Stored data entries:
_ _ _

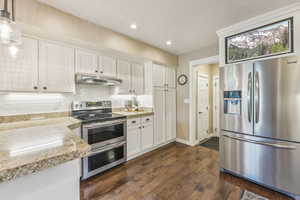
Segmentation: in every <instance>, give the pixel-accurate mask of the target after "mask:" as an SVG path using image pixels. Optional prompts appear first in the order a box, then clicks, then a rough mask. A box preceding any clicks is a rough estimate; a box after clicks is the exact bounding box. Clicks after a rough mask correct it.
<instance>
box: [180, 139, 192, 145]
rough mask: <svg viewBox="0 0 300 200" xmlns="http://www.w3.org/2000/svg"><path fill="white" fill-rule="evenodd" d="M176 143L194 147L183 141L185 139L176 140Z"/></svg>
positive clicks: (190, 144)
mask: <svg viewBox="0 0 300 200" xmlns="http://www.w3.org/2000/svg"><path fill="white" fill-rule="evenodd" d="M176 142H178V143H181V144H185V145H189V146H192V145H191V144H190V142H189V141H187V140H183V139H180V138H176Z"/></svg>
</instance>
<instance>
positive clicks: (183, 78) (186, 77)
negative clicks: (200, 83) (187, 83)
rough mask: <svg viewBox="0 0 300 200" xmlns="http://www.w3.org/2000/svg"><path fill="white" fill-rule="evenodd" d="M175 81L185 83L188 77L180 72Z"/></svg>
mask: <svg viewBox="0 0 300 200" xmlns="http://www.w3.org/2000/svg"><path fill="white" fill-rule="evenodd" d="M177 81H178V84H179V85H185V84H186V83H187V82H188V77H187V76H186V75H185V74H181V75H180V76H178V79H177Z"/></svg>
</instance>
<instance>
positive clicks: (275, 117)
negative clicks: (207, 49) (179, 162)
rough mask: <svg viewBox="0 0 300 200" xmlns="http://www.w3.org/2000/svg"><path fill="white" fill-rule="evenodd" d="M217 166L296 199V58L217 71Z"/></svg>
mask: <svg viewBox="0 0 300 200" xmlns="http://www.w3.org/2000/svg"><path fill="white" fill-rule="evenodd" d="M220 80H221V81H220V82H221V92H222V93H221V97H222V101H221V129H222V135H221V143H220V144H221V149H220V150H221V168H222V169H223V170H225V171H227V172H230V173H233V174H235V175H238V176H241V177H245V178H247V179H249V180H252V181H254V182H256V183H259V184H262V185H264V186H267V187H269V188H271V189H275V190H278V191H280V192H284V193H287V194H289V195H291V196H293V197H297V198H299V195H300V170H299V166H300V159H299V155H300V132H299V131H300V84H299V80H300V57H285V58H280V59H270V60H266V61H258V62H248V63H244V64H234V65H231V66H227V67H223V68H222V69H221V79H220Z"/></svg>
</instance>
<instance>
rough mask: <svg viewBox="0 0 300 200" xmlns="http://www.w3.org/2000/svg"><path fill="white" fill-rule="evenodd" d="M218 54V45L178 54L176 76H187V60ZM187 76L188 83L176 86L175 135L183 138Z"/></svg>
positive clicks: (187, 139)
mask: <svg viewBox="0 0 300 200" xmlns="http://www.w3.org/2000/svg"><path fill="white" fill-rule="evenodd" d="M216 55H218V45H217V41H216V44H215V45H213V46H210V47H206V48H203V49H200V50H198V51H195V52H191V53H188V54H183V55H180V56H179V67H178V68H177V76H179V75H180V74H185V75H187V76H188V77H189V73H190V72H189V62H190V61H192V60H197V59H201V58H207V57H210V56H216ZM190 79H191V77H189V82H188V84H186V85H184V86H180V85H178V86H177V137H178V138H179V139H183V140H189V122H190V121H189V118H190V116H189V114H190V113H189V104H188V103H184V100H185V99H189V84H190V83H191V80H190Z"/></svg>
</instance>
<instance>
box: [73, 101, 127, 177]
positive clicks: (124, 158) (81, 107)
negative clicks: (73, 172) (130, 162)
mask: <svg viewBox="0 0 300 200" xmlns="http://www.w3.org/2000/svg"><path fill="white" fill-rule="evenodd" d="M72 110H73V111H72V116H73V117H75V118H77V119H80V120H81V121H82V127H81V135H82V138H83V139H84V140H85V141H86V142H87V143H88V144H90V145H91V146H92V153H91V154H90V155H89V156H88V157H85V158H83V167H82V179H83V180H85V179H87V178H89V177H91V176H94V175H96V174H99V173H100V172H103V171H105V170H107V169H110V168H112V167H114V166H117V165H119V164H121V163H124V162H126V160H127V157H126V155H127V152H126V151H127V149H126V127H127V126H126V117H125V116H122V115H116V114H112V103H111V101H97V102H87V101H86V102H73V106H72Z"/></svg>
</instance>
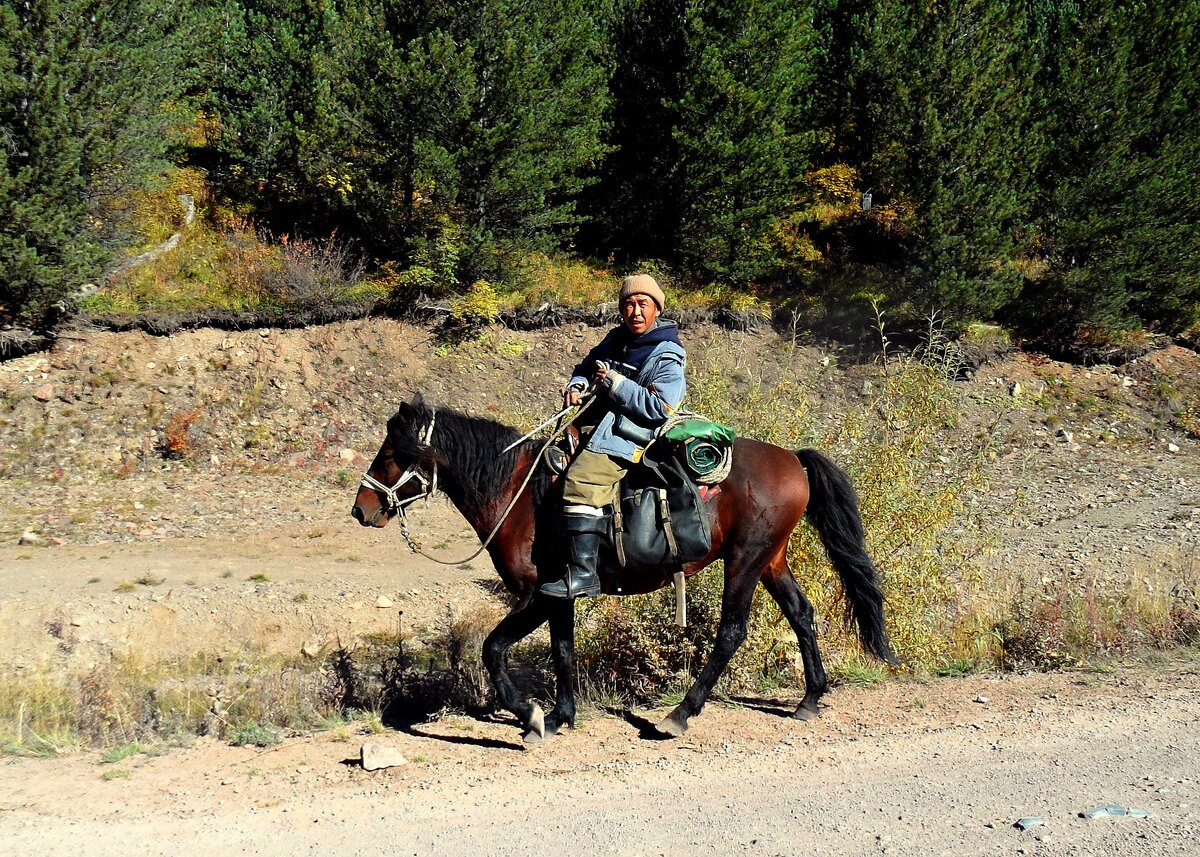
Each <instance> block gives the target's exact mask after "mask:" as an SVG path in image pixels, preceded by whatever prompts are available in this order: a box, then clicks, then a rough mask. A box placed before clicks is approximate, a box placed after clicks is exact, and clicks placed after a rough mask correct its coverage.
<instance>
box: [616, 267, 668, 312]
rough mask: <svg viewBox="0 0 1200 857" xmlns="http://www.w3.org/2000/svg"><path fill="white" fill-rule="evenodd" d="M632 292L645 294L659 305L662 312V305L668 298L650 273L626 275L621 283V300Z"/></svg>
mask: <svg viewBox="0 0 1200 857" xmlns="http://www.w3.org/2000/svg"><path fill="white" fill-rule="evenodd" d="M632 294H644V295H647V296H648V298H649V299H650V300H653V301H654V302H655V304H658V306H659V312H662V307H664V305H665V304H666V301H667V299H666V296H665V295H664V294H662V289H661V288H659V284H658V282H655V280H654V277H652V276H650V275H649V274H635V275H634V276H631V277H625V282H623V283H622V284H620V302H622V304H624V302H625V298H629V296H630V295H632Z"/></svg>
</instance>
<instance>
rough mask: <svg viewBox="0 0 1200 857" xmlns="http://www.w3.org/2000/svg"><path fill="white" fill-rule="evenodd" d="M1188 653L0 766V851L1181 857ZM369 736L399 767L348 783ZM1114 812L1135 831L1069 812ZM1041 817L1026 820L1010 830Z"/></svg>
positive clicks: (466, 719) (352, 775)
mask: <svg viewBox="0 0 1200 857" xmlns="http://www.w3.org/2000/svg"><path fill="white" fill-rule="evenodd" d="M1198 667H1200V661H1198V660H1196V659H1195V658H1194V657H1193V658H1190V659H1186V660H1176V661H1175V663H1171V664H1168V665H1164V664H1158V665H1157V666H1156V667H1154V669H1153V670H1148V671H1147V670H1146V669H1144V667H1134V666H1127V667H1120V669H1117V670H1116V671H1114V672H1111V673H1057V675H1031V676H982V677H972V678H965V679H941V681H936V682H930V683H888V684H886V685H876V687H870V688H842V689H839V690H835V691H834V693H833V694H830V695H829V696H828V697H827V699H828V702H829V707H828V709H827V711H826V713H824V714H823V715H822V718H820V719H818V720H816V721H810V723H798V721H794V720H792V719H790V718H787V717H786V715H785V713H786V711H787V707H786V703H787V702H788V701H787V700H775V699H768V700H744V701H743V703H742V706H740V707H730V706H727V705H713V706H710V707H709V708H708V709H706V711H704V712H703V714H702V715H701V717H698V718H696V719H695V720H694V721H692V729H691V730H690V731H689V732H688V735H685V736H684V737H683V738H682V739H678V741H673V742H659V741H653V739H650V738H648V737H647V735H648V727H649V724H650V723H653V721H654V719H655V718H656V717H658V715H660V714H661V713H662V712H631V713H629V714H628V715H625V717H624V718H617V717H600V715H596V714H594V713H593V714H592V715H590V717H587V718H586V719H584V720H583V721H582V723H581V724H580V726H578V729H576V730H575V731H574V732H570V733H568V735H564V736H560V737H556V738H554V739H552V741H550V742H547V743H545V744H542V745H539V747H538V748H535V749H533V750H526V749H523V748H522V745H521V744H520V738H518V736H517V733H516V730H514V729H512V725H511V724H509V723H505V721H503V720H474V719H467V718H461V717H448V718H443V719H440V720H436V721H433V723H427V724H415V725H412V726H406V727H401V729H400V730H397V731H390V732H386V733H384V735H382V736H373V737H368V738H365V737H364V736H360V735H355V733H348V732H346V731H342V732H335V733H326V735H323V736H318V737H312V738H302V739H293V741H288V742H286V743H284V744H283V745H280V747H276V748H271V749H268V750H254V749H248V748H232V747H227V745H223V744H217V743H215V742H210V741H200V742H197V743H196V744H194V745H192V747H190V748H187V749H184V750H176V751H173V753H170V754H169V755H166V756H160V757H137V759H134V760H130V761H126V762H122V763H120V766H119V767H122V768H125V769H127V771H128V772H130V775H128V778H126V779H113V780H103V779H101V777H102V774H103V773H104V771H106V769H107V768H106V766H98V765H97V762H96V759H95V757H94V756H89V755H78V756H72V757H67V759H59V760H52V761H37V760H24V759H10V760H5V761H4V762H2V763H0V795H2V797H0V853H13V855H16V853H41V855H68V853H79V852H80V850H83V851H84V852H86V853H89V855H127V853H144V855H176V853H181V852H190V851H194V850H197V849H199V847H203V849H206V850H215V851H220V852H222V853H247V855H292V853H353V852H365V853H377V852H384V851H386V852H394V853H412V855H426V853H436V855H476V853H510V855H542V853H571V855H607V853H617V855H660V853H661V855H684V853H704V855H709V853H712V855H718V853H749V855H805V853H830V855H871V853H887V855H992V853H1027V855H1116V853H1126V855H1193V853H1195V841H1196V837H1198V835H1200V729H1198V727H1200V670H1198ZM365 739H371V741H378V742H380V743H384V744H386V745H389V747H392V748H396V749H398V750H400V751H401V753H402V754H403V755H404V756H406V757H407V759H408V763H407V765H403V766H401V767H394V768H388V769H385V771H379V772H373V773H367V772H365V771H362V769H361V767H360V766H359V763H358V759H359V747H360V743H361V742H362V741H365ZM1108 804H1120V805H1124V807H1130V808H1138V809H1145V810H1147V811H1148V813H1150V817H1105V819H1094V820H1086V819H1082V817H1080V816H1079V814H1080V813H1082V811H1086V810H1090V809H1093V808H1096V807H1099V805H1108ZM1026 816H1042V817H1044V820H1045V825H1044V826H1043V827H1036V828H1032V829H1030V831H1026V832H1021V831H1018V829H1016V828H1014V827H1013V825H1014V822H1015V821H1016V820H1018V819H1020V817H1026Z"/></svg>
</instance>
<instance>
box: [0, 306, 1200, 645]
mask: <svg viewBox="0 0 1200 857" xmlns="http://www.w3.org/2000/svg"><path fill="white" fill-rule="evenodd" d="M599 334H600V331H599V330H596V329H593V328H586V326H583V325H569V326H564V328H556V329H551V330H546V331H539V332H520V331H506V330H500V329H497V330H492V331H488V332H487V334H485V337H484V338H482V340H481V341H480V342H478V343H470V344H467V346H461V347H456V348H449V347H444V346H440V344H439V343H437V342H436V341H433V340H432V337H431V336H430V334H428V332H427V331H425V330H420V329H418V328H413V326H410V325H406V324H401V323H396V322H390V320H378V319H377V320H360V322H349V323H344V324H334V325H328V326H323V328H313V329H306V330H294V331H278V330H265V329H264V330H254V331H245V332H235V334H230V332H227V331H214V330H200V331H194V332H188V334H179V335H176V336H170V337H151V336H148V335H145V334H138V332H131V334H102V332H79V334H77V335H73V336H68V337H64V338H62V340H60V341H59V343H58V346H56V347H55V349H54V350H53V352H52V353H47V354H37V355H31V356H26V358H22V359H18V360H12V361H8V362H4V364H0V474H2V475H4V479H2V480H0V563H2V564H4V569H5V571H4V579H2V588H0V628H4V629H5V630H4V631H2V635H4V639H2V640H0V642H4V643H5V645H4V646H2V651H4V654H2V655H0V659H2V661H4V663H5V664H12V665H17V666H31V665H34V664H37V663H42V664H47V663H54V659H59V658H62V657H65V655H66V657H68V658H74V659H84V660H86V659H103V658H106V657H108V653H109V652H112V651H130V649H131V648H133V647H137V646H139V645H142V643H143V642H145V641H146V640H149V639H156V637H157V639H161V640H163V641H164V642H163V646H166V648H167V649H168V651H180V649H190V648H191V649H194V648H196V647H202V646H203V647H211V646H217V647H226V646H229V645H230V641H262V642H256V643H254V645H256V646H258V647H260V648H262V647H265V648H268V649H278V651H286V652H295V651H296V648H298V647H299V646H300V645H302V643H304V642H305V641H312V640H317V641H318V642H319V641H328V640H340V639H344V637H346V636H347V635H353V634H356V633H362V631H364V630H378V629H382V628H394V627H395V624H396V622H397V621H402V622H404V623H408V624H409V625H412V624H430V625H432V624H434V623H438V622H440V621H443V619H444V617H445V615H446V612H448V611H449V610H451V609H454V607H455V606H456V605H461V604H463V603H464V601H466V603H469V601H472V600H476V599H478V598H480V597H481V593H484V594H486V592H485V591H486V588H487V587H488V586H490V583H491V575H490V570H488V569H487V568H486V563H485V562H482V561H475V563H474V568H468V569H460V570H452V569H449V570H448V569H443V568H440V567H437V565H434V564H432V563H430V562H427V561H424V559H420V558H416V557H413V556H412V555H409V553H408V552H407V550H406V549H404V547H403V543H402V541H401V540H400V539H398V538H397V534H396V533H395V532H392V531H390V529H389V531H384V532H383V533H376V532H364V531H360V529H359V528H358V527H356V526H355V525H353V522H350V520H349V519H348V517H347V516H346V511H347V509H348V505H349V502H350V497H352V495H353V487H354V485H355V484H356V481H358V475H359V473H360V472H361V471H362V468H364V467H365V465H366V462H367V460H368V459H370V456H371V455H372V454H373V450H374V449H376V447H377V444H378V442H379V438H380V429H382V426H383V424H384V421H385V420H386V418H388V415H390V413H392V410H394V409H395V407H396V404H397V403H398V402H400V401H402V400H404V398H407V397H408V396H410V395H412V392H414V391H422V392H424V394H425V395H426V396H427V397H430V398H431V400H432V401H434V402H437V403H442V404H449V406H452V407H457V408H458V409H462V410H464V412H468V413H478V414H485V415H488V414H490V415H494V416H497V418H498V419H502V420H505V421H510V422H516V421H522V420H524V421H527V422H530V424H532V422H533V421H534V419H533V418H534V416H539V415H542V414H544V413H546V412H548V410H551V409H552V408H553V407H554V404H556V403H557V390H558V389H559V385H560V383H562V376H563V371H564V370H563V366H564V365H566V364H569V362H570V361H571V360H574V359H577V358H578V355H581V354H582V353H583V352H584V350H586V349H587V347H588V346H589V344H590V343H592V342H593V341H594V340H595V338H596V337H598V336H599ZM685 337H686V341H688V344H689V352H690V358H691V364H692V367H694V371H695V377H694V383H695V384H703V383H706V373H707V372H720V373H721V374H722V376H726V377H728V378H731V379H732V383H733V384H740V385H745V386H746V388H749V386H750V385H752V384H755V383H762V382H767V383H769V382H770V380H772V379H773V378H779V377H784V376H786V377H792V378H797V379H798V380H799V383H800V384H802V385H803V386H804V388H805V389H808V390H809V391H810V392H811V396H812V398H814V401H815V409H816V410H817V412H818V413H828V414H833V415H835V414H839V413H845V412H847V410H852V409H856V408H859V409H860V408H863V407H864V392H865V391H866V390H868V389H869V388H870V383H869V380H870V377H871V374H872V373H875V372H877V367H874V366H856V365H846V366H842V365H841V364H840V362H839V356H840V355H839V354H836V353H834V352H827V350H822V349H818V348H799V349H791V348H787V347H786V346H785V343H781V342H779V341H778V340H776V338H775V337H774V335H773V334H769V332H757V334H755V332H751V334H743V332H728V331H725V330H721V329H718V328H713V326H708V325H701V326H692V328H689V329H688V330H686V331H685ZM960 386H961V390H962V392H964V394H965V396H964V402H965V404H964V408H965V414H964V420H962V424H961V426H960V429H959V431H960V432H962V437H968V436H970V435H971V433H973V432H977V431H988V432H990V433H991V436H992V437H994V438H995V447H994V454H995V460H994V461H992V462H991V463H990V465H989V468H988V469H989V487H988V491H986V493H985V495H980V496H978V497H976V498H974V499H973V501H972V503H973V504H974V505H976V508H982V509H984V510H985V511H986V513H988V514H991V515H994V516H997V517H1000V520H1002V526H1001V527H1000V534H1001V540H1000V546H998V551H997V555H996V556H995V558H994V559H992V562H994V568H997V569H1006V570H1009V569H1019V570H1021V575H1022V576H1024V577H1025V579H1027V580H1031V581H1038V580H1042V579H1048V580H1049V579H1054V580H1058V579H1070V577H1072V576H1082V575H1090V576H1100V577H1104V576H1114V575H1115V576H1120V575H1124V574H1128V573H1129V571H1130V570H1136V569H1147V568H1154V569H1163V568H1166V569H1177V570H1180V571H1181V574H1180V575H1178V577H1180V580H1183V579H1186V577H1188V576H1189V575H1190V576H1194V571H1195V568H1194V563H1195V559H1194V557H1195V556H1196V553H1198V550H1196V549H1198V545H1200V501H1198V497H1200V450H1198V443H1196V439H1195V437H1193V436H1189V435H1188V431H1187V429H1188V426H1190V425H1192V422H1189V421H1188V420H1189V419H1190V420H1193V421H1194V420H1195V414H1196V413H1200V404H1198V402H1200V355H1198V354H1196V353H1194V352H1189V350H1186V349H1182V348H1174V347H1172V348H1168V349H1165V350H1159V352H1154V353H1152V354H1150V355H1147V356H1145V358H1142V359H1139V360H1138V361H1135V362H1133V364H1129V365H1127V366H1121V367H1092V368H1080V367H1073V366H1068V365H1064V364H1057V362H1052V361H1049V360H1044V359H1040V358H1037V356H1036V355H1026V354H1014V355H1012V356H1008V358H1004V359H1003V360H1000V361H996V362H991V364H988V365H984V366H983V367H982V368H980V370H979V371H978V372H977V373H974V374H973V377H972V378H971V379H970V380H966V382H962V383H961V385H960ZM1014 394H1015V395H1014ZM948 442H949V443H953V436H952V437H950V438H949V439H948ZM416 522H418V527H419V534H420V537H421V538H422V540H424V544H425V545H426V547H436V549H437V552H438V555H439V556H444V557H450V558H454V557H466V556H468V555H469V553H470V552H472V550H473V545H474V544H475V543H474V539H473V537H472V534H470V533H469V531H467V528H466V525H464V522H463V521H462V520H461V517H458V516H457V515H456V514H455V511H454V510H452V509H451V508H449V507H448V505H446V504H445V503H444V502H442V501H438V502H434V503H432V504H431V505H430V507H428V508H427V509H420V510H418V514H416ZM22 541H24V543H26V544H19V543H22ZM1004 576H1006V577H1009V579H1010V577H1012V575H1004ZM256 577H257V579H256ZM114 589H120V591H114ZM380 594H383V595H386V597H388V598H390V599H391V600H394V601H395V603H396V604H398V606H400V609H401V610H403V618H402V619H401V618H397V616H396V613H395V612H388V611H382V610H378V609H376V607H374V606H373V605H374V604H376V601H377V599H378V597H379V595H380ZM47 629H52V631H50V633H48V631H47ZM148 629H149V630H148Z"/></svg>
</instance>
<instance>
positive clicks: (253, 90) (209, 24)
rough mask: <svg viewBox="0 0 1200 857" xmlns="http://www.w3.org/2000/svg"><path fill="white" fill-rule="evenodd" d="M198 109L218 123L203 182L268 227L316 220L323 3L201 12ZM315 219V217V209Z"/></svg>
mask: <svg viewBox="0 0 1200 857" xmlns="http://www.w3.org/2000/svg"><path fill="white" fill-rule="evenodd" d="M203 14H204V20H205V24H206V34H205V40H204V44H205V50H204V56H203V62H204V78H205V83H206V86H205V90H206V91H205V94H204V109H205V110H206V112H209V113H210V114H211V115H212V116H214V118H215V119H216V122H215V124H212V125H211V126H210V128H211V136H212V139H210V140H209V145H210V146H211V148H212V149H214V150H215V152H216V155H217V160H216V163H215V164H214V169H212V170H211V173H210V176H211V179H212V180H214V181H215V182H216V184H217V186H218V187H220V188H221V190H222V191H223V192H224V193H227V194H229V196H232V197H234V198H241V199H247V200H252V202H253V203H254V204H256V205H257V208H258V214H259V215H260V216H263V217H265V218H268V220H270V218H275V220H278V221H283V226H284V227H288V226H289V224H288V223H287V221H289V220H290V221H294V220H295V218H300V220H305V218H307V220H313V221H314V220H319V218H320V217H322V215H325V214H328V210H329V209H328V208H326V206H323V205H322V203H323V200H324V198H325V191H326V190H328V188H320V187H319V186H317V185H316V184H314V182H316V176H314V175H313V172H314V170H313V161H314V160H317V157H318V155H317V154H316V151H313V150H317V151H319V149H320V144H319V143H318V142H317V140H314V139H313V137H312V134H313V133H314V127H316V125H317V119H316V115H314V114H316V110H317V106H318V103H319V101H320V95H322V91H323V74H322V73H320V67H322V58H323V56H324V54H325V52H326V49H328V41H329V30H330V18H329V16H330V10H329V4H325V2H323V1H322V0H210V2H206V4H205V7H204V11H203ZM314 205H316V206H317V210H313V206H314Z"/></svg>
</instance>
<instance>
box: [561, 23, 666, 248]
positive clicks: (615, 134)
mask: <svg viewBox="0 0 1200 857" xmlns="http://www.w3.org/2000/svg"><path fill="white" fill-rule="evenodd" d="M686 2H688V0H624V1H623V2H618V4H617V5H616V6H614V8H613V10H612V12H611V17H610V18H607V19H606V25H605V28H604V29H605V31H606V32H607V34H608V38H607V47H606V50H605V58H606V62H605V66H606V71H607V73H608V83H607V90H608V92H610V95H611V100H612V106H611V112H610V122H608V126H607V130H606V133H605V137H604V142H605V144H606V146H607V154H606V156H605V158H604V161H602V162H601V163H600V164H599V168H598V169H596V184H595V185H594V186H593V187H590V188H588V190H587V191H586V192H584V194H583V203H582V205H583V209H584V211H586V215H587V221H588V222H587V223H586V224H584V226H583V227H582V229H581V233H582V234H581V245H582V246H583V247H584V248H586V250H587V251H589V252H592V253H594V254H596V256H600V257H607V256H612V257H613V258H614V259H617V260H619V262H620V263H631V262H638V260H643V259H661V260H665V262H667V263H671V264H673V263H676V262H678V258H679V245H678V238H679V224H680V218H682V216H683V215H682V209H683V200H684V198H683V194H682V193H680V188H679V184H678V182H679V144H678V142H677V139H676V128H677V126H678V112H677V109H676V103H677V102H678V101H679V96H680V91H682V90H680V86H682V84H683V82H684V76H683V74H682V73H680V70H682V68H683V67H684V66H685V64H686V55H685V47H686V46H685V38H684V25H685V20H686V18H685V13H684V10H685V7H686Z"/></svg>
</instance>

_ _ _

Instruction:
Reproduce the material verbatim from its first line through the line that contains "positive clicks: (190, 144)", omitting any pictures.

Solution below:
Segmentation: in every <instance>, give the pixel-accurate mask of the target after "mask:" as an SVG path using image pixels. Optional prompts appear first in the order a box, then clicks, then a rough mask. A box preceding any clicks is a rough estimate; a box after clicks is the exact bounding box. Clicks after a rough mask correct it.
<instance>
box: [180, 139, 192, 145]
rough mask: <svg viewBox="0 0 300 200" xmlns="http://www.w3.org/2000/svg"><path fill="white" fill-rule="evenodd" d="M176 143L194 147L183 141L185 139L176 140Z"/></svg>
positive clicks: (190, 144)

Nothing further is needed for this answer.